== EXTRAIT À LIRE ==
---

Augustin Suàrez, coauteur d'une étude économique sur la taille rase pour le Cevise « Un projet rentable pour les nouvelles vignes »

Propos recueillis par Christelle Stef - La vigne - n°228 - février 2011 - page 28

LA VIGNE : Au Cevise (Comité économique des vins du Sud-Est), vous avez mené en 2010 une étude économique sur l'intérêt de la taille rase. Pouvez-vous nous la présenter (1) ?

A. S. : Nous avons distingué les nouvelles vignes et les vignes déjà en production. Dans le premier cas, on adapte le vignoble à la taille rase au moment même de la plantation. Il faut alors prévoir de planter à une densité plus importante que la densité moyenne dans le Sud-Est aujourd'hui. Il faut aussi mettre en place un palissage plus résistant et consacrer plus de temps à l'étape d'établissement des souches. Nous avons évalué les investissements supplémentaires que tout cela occasionne par rapport à des vignes que l'on va tailler à la main.

Dans le second scénario, on a simulé tous les coûts liés à la transformation d'un vignoble déjà en place.

Par ailleurs, au sein de chaque scénario, nous avons identifié des sous-scénarios. Pour les nouvelles vignes, nous avons imaginé que le viticulteur introduit la taille rase sur la totalité de son vignoble en une seule fois ou progressivement, à raison d'un hectare par an. Pour les vignes déjà en production, nous avons étudié trois cas : une vigne en guyot simple, une en cordon de Royat bien établi et une autre en cordon de Royat mal établi. En plus, nous avons pris en compte le type de tailleuse utilisé (avec module de prétaillage ou pas), ainsi que la manière dont on l'introduit dans le vignoble (achat ou prestation de service).

La taille rase est-elle rentable dans toutes les situations ?

---

D'après l'entretien sur la taille rase, quels sont les trois cas étudiés pour les vignes déjà en production ?

== DONNÉES FOURNIES ==
---

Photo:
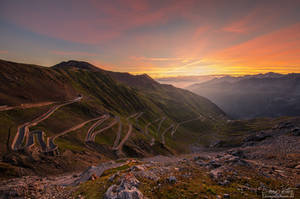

---

== RÉPONSE ATTENDUE ==
Une vigne en guyot simple, une vigne en cordon de Royat bien établi et une vigne en cordon de Royat mal établi.